**Problem requirements**
Would you return, word for word, the lines of the data below from the line with "Where can you spot the crowd" through the line with "Where can you spot the canucks", and no others?
[[ Given records open ]]
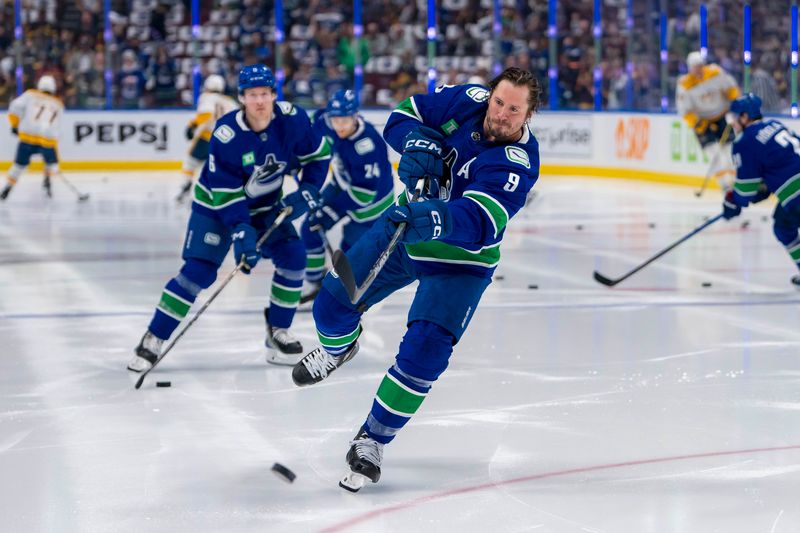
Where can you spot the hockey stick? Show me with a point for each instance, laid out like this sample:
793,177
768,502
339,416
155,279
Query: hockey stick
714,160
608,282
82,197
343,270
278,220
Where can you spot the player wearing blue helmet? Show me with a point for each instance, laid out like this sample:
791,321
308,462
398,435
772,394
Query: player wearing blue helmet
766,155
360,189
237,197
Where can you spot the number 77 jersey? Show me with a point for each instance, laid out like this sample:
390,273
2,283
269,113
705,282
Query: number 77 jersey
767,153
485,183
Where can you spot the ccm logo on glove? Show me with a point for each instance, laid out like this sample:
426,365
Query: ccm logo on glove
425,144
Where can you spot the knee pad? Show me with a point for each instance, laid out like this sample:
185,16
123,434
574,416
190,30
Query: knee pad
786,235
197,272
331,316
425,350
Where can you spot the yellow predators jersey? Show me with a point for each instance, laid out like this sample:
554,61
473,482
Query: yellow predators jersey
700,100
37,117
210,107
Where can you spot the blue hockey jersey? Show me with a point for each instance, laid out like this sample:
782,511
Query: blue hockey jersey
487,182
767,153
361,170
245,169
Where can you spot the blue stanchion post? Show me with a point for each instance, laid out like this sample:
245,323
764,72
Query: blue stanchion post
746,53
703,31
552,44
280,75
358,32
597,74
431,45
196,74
[[ Given records closed ]]
[[ Given records open ]]
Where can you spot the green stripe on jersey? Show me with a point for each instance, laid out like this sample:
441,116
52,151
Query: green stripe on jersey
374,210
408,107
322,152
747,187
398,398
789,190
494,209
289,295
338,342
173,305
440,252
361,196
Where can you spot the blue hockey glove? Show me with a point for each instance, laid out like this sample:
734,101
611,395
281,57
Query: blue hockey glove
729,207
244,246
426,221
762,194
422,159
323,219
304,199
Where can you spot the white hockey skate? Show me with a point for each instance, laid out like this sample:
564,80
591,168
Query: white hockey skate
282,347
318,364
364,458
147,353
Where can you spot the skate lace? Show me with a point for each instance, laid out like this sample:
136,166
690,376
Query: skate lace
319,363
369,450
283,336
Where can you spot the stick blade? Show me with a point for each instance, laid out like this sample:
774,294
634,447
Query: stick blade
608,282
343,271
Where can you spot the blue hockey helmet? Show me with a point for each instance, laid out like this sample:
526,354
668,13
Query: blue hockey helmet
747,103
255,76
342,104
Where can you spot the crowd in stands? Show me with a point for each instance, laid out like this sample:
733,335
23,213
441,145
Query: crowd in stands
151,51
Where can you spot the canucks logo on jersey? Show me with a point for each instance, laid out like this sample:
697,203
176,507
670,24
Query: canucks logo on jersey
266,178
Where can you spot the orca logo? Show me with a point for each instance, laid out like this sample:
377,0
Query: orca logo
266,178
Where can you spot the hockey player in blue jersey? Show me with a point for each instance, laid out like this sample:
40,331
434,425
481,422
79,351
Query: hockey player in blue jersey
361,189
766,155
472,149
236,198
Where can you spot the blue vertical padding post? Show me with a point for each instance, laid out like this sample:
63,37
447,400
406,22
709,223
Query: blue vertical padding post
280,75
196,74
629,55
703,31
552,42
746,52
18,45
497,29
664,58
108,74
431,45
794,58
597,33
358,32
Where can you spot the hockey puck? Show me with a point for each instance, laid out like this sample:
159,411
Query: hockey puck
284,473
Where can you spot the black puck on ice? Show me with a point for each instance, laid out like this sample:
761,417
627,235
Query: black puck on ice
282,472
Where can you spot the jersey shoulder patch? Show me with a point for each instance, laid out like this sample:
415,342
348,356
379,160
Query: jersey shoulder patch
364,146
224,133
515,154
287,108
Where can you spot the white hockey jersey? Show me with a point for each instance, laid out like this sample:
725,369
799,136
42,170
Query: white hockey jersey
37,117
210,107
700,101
[[ Given records closed ]]
[[ Given records open ]]
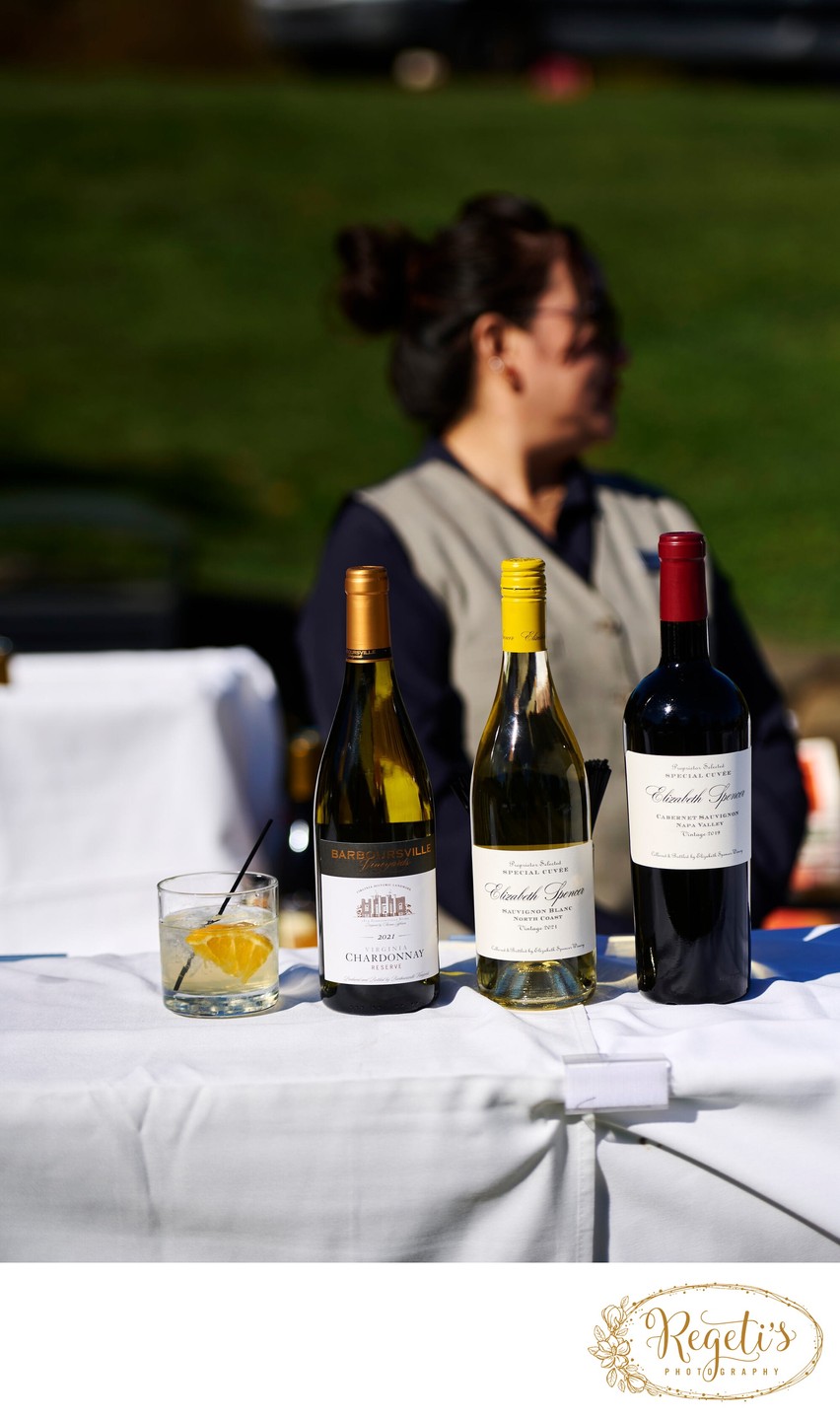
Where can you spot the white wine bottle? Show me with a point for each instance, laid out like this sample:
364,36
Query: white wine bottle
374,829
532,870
[[ Given records closed ]]
**Written response**
Where can you spot the crowd in stands? Show me with a point for each instance, laid out like this sample:
733,335
23,213
441,145
Query: crowd in stands
151,51
Where can you spot the canucks logo on jersey? Show me with a point for each instance, laid out like this sample:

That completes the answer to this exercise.